### Work instruction 1
According to the market commentary below, how many stores does JCP plan to close?
### Work instruction 2
Extend the market commentary below, picking up after its last paragraph.

### Provided passage
BEGIN

While the market has had an incredible comeback rally, the market is not out of the woods yet. The VTI sits just under the 200-day moving average. Rallies sometimes falter at that spot.

The US economy is starting to reopen. Staying indoors is switching to going outdoors. While toilet paper was the hot commodity early on, now bicycles are riding off the shelves. You can’t find one at Wal Mart or the other big retailers.

The big retailers are doing more than just selling bicycles, they are turning into the winners at the further expense of small businesses across the country. Wal-Mart posted better than expected results. Target’s Q1 digital “comparable sales” increased by 41%. Both Lowe’s and Home Depot had an 80% increase in e-commerce sales.

But retailers like JC Penny, which never established a strong online presence, are in trouble. JCP filed for bankruptcy last week and plans to close 240 of its stores or about 30%. JCP joins Neiman Marcus and J. Crew in Chapter 11.


Week Ending 5/15/2020


US and international stocks both fell by about 2.5% and the bond market was up by 0.50%. The overall US stock market as measured by the VTI has now traded in a range between 137.5 and 147.5 since April 9.

The economy continues to tailspin but maybe we hit bottom. We emphasize the word “maybe” as it is certainly too early to say that, but a preliminary reading of the University of Michigan Consumer Confidence ticked up. The Empire State Manufacturing Index came in at -48.5, but that was up from -78.2 in the prior month, and above the expected -63.5. Mortgage applications have increased for the fourth straight week. Let’s remember the absolute level of these indexes is dismally low. And there was still plenty of terrible economic news.

Retail sales were down by a seasonally adjusted 16.4% from a month earlier. It was the biggest drop since the early 1990s. Manufacturing output dropped by 13.7% in April, the largest monthly decline since 1919. Three million more people applied for jobless benefits. The 8-week tally totals 36.5 million unemployed.

Then, to make matter worse, the US decided this was a good time to ramp up the trade war with China, by disallowing Huawei Technologies access to semiconductors that use US technology. That led to speculation that China would retaliate against big US tech companies like Qualcomm, Cisco, or Apple.

END

### Supplied material
BEGIN

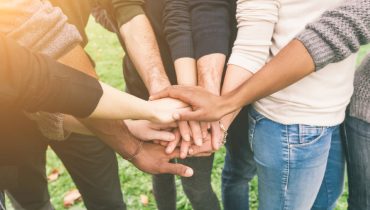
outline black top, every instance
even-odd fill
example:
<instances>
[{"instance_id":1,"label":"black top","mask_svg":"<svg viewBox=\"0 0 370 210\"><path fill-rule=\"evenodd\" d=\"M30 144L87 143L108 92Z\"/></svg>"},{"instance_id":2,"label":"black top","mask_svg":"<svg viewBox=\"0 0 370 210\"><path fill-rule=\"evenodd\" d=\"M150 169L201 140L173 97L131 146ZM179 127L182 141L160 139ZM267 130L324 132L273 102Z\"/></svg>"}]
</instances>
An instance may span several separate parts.
<instances>
[{"instance_id":1,"label":"black top","mask_svg":"<svg viewBox=\"0 0 370 210\"><path fill-rule=\"evenodd\" d=\"M87 117L103 94L99 82L34 54L0 34L0 107Z\"/></svg>"},{"instance_id":2,"label":"black top","mask_svg":"<svg viewBox=\"0 0 370 210\"><path fill-rule=\"evenodd\" d=\"M231 2L165 0L163 27L173 60L180 57L198 59L211 53L227 56L233 31L231 17L235 13Z\"/></svg>"}]
</instances>

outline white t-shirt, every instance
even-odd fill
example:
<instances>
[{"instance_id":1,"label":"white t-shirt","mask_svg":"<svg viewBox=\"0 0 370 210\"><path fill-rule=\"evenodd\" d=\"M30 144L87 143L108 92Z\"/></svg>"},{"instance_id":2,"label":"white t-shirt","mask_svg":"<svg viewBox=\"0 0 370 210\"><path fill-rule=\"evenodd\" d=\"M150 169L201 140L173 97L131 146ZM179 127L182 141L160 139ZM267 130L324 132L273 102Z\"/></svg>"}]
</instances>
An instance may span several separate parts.
<instances>
[{"instance_id":1,"label":"white t-shirt","mask_svg":"<svg viewBox=\"0 0 370 210\"><path fill-rule=\"evenodd\" d=\"M238 0L238 36L229 64L257 72L307 23L341 2ZM255 102L253 106L264 116L282 124L340 124L353 92L355 63L356 55L353 54Z\"/></svg>"}]
</instances>

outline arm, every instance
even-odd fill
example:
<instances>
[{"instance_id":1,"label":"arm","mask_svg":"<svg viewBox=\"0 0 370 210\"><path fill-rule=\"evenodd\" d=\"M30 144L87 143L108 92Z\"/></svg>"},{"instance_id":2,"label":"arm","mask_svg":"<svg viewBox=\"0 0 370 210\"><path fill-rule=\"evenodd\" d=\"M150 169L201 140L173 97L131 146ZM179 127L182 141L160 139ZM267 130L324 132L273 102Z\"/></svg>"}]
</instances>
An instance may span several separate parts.
<instances>
[{"instance_id":1,"label":"arm","mask_svg":"<svg viewBox=\"0 0 370 210\"><path fill-rule=\"evenodd\" d=\"M246 104L271 95L299 81L315 69L320 69L330 62L345 59L349 52L358 50L358 45L368 43L370 41L369 7L369 2L365 0L345 1L340 7L325 12L318 21L310 24L311 26L298 36L298 39L301 41L297 39L291 41L262 70L223 97L207 95L201 89L192 88L190 90L191 88L177 87L168 89L153 98L170 95L199 107L195 112L175 114L174 117L176 119L196 118L210 120L221 118ZM354 24L352 24L353 21L355 21ZM310 28L317 29L311 30ZM318 30L318 28L321 29ZM327 28L328 31L322 28ZM344 33L354 36L349 37L343 35ZM309 38L307 39L307 37ZM192 91L191 95L190 91ZM201 98L209 97L210 100L207 102L204 100L196 101L194 98L198 97L200 100ZM205 110L205 108L210 107L212 109Z\"/></svg>"},{"instance_id":2,"label":"arm","mask_svg":"<svg viewBox=\"0 0 370 210\"><path fill-rule=\"evenodd\" d=\"M96 79L31 53L3 35L0 54L1 104L5 107L85 117L102 95Z\"/></svg>"},{"instance_id":3,"label":"arm","mask_svg":"<svg viewBox=\"0 0 370 210\"><path fill-rule=\"evenodd\" d=\"M127 53L133 61L149 94L170 86L158 44L145 15L138 15L120 27ZM145 59L143 59L145 58Z\"/></svg>"},{"instance_id":4,"label":"arm","mask_svg":"<svg viewBox=\"0 0 370 210\"><path fill-rule=\"evenodd\" d=\"M193 175L193 170L182 164L169 163L179 156L178 151L168 155L162 146L141 142L128 130L123 121L82 120L82 123L123 158L140 170L151 173L170 173L184 177Z\"/></svg>"},{"instance_id":5,"label":"arm","mask_svg":"<svg viewBox=\"0 0 370 210\"><path fill-rule=\"evenodd\" d=\"M278 21L279 1L237 1L238 34L229 59L222 94L239 87L265 65ZM240 109L222 120L228 128Z\"/></svg>"}]
</instances>

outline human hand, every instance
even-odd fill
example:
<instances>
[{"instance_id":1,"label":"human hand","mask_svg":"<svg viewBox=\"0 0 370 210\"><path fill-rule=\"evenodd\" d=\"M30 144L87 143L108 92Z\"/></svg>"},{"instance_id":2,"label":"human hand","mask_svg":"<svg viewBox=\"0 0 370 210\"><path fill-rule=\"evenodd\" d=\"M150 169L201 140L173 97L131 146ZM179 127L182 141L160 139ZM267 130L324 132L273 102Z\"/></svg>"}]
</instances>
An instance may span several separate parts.
<instances>
[{"instance_id":1,"label":"human hand","mask_svg":"<svg viewBox=\"0 0 370 210\"><path fill-rule=\"evenodd\" d=\"M165 152L165 148L148 142L142 143L141 151L132 159L132 164L138 169L150 174L174 174L183 177L191 177L193 169L188 166L170 163L173 158L179 157L179 150L171 154Z\"/></svg>"},{"instance_id":2,"label":"human hand","mask_svg":"<svg viewBox=\"0 0 370 210\"><path fill-rule=\"evenodd\" d=\"M176 123L155 124L147 120L125 120L130 132L142 141L174 141L176 136L170 130Z\"/></svg>"},{"instance_id":3,"label":"human hand","mask_svg":"<svg viewBox=\"0 0 370 210\"><path fill-rule=\"evenodd\" d=\"M150 99L167 97L181 100L193 108L176 110L173 112L175 120L217 121L232 111L223 96L214 95L201 87L171 86L152 95Z\"/></svg>"},{"instance_id":4,"label":"human hand","mask_svg":"<svg viewBox=\"0 0 370 210\"><path fill-rule=\"evenodd\" d=\"M160 100L150 101L156 107L155 115L159 121L168 121L172 118L172 113L190 110L190 107L180 100L172 98L163 98ZM196 145L202 145L203 138L199 122L196 121L178 121L180 134L185 141L193 139Z\"/></svg>"}]
</instances>

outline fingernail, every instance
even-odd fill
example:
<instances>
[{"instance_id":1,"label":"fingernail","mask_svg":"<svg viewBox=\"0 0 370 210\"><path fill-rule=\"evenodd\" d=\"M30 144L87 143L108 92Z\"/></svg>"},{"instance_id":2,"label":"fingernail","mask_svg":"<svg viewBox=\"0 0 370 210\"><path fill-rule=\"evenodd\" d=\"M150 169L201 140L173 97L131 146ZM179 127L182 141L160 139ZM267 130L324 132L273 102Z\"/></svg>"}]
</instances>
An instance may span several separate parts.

END

### Response area 1
240 stores, or about 30% of its locations.

### Response area 2
Let’s not forget that a trade war that was ramped up in the midst of recession helped turn the 1930s into the Great Depression. Let’s hope for a better outcome this time.





Week Ending 5/8/2020


Unemployment spiked to 14.7% in April as 20.5 million workers lost their jobs. 10-years of job gains were wiped out during the month. Meanwhile, the stock market continues to take an optimistic view as US stocks rose by 3.99% and international stocks were up by 3.02%. The NASDAQ composite turned positive for the year. Bonds fell by 0.35%.

A good portion of why the market is going up when the economy is going down is driven by the outperformance of a few big tech companies like Microsoft, Apple, Amazon, Alphabet, and Facebook. Investors also have already written 2020 off and are looking at 2021 and beyond. Also, companies have been able to raise a lot of capital by the Fed backstopping the bond markets. The Fed’s balance sheet has expanded by $2.4 trillion over the last eight weeks. And the yield on the S&P 500 is 2.07% versus a 10-year treasury yield of 0.69%.

Earnings estimates for this year are falling fast. Earnings for the S&P 500 is now estimated to be $128.02, which is down from its peak at the beginning of the year of $177.26, a drop of 27.8%.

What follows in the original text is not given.